> [TASK REQUIREMENTS]: Each line of the records that holds the word "standing" should be copied out.

* * * * *

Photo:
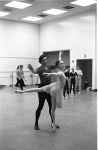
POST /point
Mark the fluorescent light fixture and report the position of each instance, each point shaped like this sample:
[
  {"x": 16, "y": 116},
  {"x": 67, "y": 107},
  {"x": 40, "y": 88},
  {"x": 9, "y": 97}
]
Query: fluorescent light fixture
[
  {"x": 54, "y": 11},
  {"x": 2, "y": 14},
  {"x": 19, "y": 5},
  {"x": 84, "y": 2},
  {"x": 30, "y": 18}
]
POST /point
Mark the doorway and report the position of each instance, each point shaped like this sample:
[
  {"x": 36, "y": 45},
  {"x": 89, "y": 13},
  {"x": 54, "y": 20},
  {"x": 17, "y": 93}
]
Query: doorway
[{"x": 85, "y": 66}]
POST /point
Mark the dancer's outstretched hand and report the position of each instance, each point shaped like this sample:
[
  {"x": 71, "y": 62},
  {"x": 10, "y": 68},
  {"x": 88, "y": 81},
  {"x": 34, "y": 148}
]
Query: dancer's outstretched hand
[
  {"x": 47, "y": 74},
  {"x": 19, "y": 91}
]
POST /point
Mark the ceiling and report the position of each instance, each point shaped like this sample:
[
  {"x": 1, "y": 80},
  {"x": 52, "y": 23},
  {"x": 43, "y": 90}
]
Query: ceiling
[{"x": 38, "y": 6}]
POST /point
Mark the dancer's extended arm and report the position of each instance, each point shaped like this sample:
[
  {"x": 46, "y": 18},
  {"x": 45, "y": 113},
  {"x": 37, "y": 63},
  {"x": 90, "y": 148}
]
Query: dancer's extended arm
[{"x": 52, "y": 73}]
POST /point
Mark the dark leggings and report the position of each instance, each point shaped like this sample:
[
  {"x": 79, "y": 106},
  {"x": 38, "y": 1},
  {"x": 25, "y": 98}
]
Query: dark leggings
[
  {"x": 66, "y": 88},
  {"x": 20, "y": 82},
  {"x": 42, "y": 96},
  {"x": 73, "y": 82}
]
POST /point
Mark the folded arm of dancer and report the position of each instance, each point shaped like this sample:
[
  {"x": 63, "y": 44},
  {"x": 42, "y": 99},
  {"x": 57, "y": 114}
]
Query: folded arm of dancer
[{"x": 38, "y": 89}]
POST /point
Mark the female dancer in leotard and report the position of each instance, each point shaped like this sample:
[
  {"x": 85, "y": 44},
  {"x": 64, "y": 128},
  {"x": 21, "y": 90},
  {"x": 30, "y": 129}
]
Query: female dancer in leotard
[{"x": 54, "y": 89}]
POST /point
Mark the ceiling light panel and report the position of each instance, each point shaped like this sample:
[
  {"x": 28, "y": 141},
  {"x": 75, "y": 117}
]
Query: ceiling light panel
[
  {"x": 19, "y": 5},
  {"x": 54, "y": 11},
  {"x": 84, "y": 2},
  {"x": 2, "y": 14},
  {"x": 30, "y": 18}
]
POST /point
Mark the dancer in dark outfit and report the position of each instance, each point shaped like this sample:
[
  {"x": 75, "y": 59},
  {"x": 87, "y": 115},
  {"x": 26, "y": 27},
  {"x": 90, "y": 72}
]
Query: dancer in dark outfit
[
  {"x": 44, "y": 68},
  {"x": 73, "y": 76}
]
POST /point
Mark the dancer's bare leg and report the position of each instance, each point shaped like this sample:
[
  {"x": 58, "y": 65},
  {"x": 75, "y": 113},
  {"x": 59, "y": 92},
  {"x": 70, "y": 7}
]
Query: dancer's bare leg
[
  {"x": 53, "y": 112},
  {"x": 30, "y": 90}
]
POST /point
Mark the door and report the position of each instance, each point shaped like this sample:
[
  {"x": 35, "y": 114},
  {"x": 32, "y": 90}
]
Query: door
[{"x": 86, "y": 66}]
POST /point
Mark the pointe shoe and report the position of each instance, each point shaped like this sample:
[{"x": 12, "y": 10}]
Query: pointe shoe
[
  {"x": 53, "y": 127},
  {"x": 18, "y": 91},
  {"x": 56, "y": 126}
]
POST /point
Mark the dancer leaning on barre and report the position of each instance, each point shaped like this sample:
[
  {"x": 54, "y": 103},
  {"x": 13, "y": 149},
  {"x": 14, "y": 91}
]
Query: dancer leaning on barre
[{"x": 54, "y": 89}]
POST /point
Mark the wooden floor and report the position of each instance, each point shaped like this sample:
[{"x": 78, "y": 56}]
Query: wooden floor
[{"x": 77, "y": 120}]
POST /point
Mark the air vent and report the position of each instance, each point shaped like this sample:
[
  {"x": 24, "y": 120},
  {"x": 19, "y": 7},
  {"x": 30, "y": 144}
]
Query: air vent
[
  {"x": 7, "y": 9},
  {"x": 42, "y": 15},
  {"x": 68, "y": 7}
]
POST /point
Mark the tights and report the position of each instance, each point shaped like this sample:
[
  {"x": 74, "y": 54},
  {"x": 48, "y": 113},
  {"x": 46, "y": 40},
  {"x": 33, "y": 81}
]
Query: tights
[{"x": 42, "y": 96}]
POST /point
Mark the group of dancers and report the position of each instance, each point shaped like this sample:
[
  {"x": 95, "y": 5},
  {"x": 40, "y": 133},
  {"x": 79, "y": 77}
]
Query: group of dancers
[
  {"x": 52, "y": 92},
  {"x": 73, "y": 80}
]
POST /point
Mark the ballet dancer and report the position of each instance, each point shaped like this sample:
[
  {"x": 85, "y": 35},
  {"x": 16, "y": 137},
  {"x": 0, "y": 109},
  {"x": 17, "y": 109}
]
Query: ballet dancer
[{"x": 54, "y": 89}]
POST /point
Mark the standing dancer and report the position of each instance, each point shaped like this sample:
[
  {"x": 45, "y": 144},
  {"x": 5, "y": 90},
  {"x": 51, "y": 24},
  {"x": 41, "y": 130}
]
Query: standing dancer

* * * * *

> [OUTPUT FOR THIS TASK]:
Mark the standing dancer and report the position of each instance, each point shaped like this sample:
Query: standing dancer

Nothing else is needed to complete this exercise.